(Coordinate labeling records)
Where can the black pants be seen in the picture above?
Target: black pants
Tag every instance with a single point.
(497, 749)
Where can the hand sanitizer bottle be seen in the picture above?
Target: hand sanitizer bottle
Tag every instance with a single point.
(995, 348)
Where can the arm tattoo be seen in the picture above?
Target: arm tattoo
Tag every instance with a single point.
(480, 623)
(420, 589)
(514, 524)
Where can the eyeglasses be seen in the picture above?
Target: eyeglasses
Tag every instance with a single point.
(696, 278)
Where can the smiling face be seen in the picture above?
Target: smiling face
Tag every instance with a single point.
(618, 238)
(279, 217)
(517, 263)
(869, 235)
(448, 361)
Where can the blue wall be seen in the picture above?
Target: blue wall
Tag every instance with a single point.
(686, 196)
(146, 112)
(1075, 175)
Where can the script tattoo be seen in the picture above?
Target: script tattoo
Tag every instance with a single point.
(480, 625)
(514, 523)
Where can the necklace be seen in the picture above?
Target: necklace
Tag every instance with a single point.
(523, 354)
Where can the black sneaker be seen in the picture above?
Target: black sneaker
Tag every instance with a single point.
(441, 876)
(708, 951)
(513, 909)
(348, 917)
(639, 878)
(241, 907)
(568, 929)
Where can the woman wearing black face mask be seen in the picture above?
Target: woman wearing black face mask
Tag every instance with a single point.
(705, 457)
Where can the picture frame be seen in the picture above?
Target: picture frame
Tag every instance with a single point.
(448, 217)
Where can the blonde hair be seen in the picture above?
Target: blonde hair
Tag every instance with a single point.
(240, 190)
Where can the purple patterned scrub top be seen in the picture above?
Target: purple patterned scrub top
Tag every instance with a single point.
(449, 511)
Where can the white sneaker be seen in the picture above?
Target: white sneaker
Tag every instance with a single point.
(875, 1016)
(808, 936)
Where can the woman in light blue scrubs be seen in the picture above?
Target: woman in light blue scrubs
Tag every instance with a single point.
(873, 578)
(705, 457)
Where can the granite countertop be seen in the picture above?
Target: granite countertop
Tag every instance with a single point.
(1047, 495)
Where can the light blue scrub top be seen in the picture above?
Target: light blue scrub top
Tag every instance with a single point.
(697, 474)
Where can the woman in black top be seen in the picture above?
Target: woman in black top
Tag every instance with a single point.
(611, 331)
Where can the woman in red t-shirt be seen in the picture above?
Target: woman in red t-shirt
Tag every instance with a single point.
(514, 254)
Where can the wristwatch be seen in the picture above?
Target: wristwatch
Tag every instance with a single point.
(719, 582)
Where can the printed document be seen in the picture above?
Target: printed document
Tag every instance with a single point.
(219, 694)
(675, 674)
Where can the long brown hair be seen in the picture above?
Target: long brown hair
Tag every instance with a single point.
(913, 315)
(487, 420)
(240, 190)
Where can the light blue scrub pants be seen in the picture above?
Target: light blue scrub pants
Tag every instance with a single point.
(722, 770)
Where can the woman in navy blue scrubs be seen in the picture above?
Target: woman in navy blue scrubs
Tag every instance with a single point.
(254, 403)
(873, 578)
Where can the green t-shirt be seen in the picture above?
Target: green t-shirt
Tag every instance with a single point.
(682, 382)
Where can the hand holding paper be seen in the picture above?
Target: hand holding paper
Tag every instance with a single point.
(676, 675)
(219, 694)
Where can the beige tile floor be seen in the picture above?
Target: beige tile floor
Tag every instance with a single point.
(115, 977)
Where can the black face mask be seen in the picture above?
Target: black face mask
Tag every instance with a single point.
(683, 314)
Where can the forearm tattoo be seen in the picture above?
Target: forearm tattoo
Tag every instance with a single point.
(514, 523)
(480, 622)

**Exercise task:**
Return all of the records above word for word, changing nothing.

**Output of the task:**
Where can the black pants be seen in the picture above?
Target: black pants
Tag every instance with a single point.
(497, 749)
Where can the hand sanitizer bottle be seen in the picture above?
Target: hand sanitizer bottle
Tag every instance with a single point.
(995, 348)
Where can the arm tattoo be seen in the picture above?
Target: arm tattoo
Tag every instance with a single point.
(480, 623)
(420, 589)
(514, 524)
Where can the eyeglasses be seen in the picture above?
Target: eyeglasses
Tag every instance with a single point.
(696, 278)
Where can the smiling face be seen in the picture above?
Target: smiling face
Tag every instance with a single point.
(618, 238)
(279, 217)
(517, 263)
(869, 235)
(448, 361)
Where can the blue wall be seen in the picture above?
Target: blue wall
Tag every instance with a single point.
(686, 196)
(146, 112)
(1075, 175)
Where can the script tattoo be seen in the picture above?
Target: script tattoo
Tag every instance with a single point.
(480, 625)
(514, 523)
Where can the necklace be seen in the picture above?
Target: necklace
Tag every instance with a single point.
(523, 354)
Where can the black sneaker be seen in the picture above?
Target: black sneaker
Tag every instance with a single point.
(441, 876)
(708, 951)
(513, 909)
(348, 917)
(639, 878)
(241, 907)
(568, 929)
Where can the woman wearing black face mask be seen in the picture above?
Target: woman wearing black face mask
Tag every instance with a single point.
(705, 457)
Where can the picture frame be seen in the picture above?
Target: picture frame
Tag every instance with a single point.
(448, 217)
Where can the blonde hair be seen in the picture above?
Target: blonde hair
Tag every instance with a single point.
(240, 190)
Where can the purple patterned scrub top be seen in the picture above?
Target: purple patterned scrub top
Tag every instance with a single point.
(449, 511)
Where can the white sneaker be seen in the picture above?
Target: white sneaker
Tag every instance with a single point.
(875, 1016)
(808, 936)
Where can the woman in light blue scrubs be seen in the picture above?
Target: woman in light blue scrubs
Tag every instance with a single point.
(873, 578)
(705, 457)
Where can the granite countertop be seen in the picture above?
Target: granite countertop
Tag every instance with a single point.
(1047, 495)
Where can the light blue scrub top be seen in the picture above?
Target: light blue scrub top
Tag every instance with a single point.
(697, 474)
Where can the woman in black top be seen in the picture above?
Target: woman in black top
Tag every instance with a single point.
(611, 331)
Where can the woman in red t-shirt be seen in the picture above?
Target: woman in red t-shirt
Tag every instance with a single point.
(514, 254)
Where can the wristwatch be seen in the picture above?
Target: wristwatch
Tag every instance with a single point.
(719, 582)
Where can the printed document be seen in the picture above?
Target: printed document
Tag every instance with a single point.
(219, 694)
(675, 674)
Where can the long brown hair be seen in the picture above?
Target: long brown hair
Tag every instance with a single point.
(913, 315)
(487, 420)
(240, 190)
Where can the light blue scrub pants be seen in the picture above?
Target: light blue scrub pants
Tag every instance with a single point.
(722, 770)
Where can the woman in navy blue scrubs be seen in the picture above?
Target: woman in navy blue scrubs
Tag every instance with a single point.
(254, 403)
(873, 578)
Where can the green t-shirt be seen in the picture above?
Target: green t-shirt
Tag every instance with a single point.
(682, 382)
Where can the hand holding paper be seen in the picture above?
Target: hand holding paper
Tag every instance with a single point.
(676, 675)
(219, 694)
Where can the beige tile floor be seen in the picture above?
Target: beige tile floor
Tag every instance with a single point.
(115, 977)
Where can the black face mask be seen in the picture above?
Target: black face mask
Tag every instance with a single point.
(683, 314)
Where can the forearm tattoo be seen in the picture above?
Target: forearm tattoo
Tag every instance with a single point.
(514, 523)
(480, 622)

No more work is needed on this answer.